(Named-object pointing data)
:::::
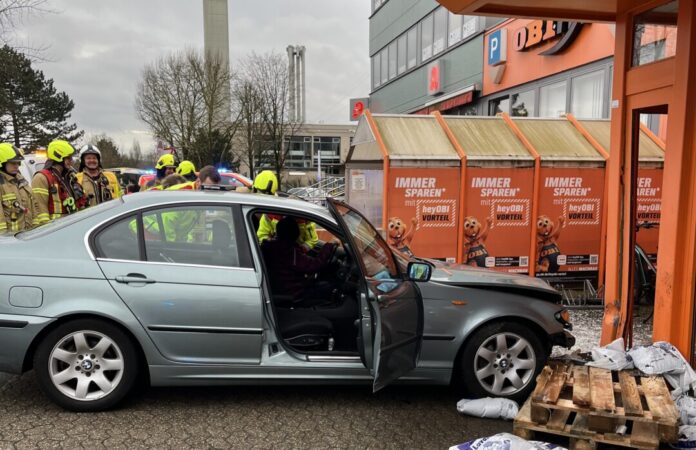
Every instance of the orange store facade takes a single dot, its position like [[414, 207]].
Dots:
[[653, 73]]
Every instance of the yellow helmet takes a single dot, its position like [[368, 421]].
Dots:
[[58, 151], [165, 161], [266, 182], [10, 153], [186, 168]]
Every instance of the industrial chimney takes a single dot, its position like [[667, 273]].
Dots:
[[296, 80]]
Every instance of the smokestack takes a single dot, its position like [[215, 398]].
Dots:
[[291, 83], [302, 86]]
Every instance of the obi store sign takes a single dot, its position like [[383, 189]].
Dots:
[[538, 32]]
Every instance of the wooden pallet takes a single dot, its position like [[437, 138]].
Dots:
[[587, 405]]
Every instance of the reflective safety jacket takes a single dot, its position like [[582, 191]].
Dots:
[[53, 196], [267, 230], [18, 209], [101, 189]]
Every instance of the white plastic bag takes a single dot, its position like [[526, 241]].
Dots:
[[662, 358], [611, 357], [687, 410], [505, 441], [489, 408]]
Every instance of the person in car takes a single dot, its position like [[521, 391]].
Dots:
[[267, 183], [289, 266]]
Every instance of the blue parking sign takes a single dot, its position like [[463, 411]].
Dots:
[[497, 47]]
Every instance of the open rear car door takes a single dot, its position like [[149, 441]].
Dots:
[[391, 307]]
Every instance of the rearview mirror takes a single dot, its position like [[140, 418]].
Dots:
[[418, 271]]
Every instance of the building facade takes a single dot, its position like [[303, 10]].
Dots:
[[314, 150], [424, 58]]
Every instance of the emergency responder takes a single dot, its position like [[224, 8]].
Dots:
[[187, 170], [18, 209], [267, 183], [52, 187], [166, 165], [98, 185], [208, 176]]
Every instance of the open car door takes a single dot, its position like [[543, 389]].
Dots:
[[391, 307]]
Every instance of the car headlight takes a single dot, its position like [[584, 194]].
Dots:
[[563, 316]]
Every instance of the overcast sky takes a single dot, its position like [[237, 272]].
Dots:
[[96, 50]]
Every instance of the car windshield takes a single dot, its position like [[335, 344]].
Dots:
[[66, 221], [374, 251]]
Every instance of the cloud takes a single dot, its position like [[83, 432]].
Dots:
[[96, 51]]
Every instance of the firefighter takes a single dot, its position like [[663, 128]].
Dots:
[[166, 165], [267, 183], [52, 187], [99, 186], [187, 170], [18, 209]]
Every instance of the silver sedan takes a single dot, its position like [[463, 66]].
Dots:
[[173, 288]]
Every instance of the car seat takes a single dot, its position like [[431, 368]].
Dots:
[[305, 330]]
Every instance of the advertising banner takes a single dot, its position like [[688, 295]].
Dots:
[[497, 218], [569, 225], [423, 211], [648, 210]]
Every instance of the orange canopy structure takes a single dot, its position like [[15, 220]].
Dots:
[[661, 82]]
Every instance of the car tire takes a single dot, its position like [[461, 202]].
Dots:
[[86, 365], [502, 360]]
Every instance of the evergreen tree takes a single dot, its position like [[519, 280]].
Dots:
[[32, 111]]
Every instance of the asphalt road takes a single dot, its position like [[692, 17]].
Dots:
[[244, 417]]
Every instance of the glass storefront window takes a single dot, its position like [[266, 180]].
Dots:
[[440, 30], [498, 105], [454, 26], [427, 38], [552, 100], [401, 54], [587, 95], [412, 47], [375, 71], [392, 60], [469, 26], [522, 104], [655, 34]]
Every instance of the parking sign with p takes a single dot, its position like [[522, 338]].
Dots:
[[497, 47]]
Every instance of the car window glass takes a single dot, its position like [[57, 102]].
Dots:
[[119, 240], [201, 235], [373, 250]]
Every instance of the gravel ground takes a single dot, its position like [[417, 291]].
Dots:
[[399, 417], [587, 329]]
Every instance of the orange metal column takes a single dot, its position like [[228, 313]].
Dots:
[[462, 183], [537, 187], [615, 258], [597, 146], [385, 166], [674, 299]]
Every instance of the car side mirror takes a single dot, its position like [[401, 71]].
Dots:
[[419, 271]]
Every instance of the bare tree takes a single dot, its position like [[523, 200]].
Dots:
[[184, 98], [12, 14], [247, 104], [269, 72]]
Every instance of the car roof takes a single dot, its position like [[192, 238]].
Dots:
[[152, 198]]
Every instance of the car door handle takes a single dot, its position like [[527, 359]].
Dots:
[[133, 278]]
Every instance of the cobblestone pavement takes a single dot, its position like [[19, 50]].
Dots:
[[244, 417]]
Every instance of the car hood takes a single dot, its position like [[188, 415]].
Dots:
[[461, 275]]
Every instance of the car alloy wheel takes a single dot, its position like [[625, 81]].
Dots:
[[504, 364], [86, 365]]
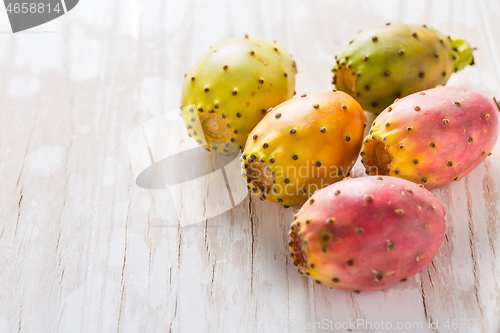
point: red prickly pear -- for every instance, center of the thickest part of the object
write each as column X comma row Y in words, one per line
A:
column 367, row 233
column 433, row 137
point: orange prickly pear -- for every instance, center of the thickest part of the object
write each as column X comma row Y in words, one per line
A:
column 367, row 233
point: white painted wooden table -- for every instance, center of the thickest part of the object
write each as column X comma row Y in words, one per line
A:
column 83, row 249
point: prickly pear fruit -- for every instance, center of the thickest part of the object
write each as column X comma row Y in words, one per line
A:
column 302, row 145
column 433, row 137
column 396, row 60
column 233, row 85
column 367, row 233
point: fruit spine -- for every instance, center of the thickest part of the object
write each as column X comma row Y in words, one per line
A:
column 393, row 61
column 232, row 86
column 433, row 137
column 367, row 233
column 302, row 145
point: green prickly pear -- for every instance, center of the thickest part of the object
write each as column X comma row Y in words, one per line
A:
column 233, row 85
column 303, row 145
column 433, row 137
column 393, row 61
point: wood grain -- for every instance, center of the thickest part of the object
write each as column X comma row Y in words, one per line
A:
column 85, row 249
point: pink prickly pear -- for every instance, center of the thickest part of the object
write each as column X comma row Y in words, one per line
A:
:::::
§ PROBLEM TO SOLVE
Can you arrange all of the data above as a numbered list, skipping blank lines and leaving out the pictures?

§ THE REPLY
1. Every instance of the orange store facade takes a single dot, its position like [[414, 207]].
2. Dots:
3. [[653, 73]]
4. Every instance of the yellow helmet takes a single dot, its position like [[368, 421]].
5. Dots:
6. [[58, 151], [165, 161], [266, 182], [10, 153], [186, 168]]
7. Every instance of the industrial chimney takes a single dot, its position like [[667, 273]].
8. Dots:
9. [[296, 80]]
10. Every instance of the smokestack takes a single dot, its position like [[215, 398]].
11. Dots:
12. [[291, 83], [302, 86]]
13. Every instance of the obi store sign takes a single dot, its position like [[383, 189]].
14. Dots:
15. [[538, 32]]
16. Every instance of the wooden pallet takes a single dot, its position like [[437, 138]].
17. Dots:
18. [[587, 405]]
19. Every instance of the reflective safety jacket takes a single dot, its position like [[582, 191]].
20. Dots:
21. [[53, 196], [267, 230], [18, 209], [101, 189]]
22. Every instance of the white plastic bag takes a single dot, its position like [[526, 241]].
23. Dots:
24. [[662, 358], [611, 357], [687, 410], [505, 441], [489, 408]]
25. Every instance of the person in car takes a single dot, its position like [[521, 391]].
26. Dots:
27. [[267, 183], [289, 266]]
28. Every instance of the blue parking sign takes a single dot, its position like [[463, 411]].
29. Dots:
30. [[497, 47]]
31. Every instance of the open rear car door takes a single dot, its position like [[149, 441]].
32. Dots:
33. [[391, 307]]
34. Every instance of the rearview mirror takes a single dot, its position like [[140, 418]].
35. Dots:
36. [[418, 271]]
37. Every instance of the building facade takes a single dot, its position like [[303, 10]].
38. Dots:
39. [[314, 150], [424, 58]]
40. Every instance of the emergency responder takes a single dot, its position like [[224, 8]].
41. Dots:
42. [[187, 170], [18, 209], [267, 183], [52, 187], [166, 165], [98, 185], [208, 176]]
43. Every instance of the open car door takes a single dot, its position like [[543, 389]].
44. Dots:
45. [[391, 307]]
46. Every instance of the car headlight takes a single dot, its position like [[584, 194]].
47. Dots:
48. [[563, 316]]
49. Every instance of the overcast sky takes a single dot, its position like [[237, 272]].
50. Dots:
51. [[96, 50]]
52. Every instance of the car windshield takes a single dot, its position like [[335, 344]].
53. Dots:
54. [[66, 221], [374, 251]]
55. Every instance of the cloud takes a single dot, its position like [[83, 432]].
56. Dots:
57. [[96, 51]]
58. Every instance of the firefighter takes a single dot, its position like [[663, 128]].
59. Dots:
60. [[166, 165], [267, 183], [52, 187], [99, 186], [187, 170], [18, 209]]
61. Every instance of the silver sedan takes a single dot, its position like [[463, 66]].
62. Dots:
63. [[173, 288]]
64. Every instance of the car seat takes a single dot, its position like [[431, 368]].
65. Dots:
66. [[305, 330]]
67. Every instance of the advertising banner takes a single dot, its position like [[688, 295]].
68. Dots:
69. [[497, 218], [569, 225], [423, 211], [648, 210]]
70. Every instance of the orange canopy structure takes a single dot, its position like [[15, 220]].
71. Dots:
72. [[661, 82]]
73. Every instance of the car tire takes a single dot, its position like [[461, 202]].
74. Dots:
75. [[86, 365], [502, 360]]
76. Every instance of the evergreen tree takes a single dot, its position like [[519, 280]].
77. Dots:
78. [[32, 111]]
79. Every instance of the asphalt road takes a single dot, its position like [[692, 17]].
80. Dots:
81. [[244, 417]]
82. Every instance of the glass storefront window takes a single dot, its position like [[266, 180]].
83. Dots:
84. [[440, 30], [498, 105], [454, 26], [427, 38], [552, 100], [401, 54], [587, 95], [412, 47], [375, 71], [392, 60], [469, 26], [522, 104], [655, 34]]
85. Every instance of the parking sign with p takes a single dot, its position like [[522, 338]].
86. Dots:
87. [[497, 47]]
88. Every instance of the car window glass takes a single dot, its position like [[57, 102]].
89. Dots:
90. [[119, 240], [201, 235], [373, 250]]
91. Every instance of the gravel ground takes a single dot, its position like [[417, 291]].
92. Dots:
93. [[399, 417], [587, 329]]
94. Every instance of the orange metal column takes a single dot, its position like [[228, 313]].
95. Dots:
96. [[462, 183], [537, 187], [615, 258], [597, 146], [385, 166], [674, 299]]
97. Every instance of the car side mirror takes a single dot, its position like [[401, 71]].
98. Dots:
99. [[419, 271]]
100. Every instance of the bare tree takes a single dot, its position like [[523, 200]].
101. Dots:
102. [[184, 98], [12, 14], [247, 104], [269, 72]]
103. Every instance of the car roof takes a single dot, its position like [[192, 238]].
104. Dots:
105. [[152, 198]]
106. Every instance of the car door handle takes a single dot, its position like [[527, 359]].
107. Dots:
108. [[133, 278]]
109. Every instance of the cobblestone pavement takes a single dot, its position like [[19, 50]].
110. Dots:
111. [[244, 417]]
112. Every instance of the car hood takes a single dot, its position like [[188, 415]].
113. Dots:
114. [[461, 275]]
115. Every instance of the car alloy wheel takes a single dot, its position like [[625, 81]].
116. Dots:
117. [[504, 364], [86, 365]]
118. point: red prickly pear -- for every instance, center of the thickest part of the object
119. write each as column X comma row Y in words, one per line
120. A:
121. column 367, row 233
122. column 433, row 137
123. point: orange prickly pear -- for every instance, center of the thickest part of the object
124. write each as column X comma row Y in words, one per line
125. A:
126. column 367, row 233
127. point: white painted wooden table -- for every instance, center of the thickest part of the object
128. write each as column X comma row Y in words, one per line
129. A:
130. column 83, row 249
131. point: prickly pear fruit -- for every instance, center of the thickest part of the object
132. write each as column X comma row Y in words, one per line
133. A:
134. column 302, row 145
135. column 433, row 137
136. column 396, row 60
137. column 233, row 85
138. column 367, row 233
139. point: fruit spine -- for every instance, center of the thickest part of the object
140. write each as column X comma row Y in words, one per line
141. A:
142. column 393, row 61
143. column 232, row 86
144. column 433, row 137
145. column 367, row 233
146. column 302, row 145
147. point: green prickly pear -- for every instance, center of the thickest part of the object
148. write each as column X comma row Y in words, one per line
149. A:
150. column 233, row 85
151. column 303, row 145
152. column 433, row 137
153. column 393, row 61
154. point: wood grain -- for every instance, center of the thickest part of the object
155. write each as column X comma row Y in words, one per line
156. A:
157. column 85, row 249
158. point: pink prickly pear -- for every instance, center of the thickest part of the object
159. write each as column X comma row Y in words, one per line
160. A:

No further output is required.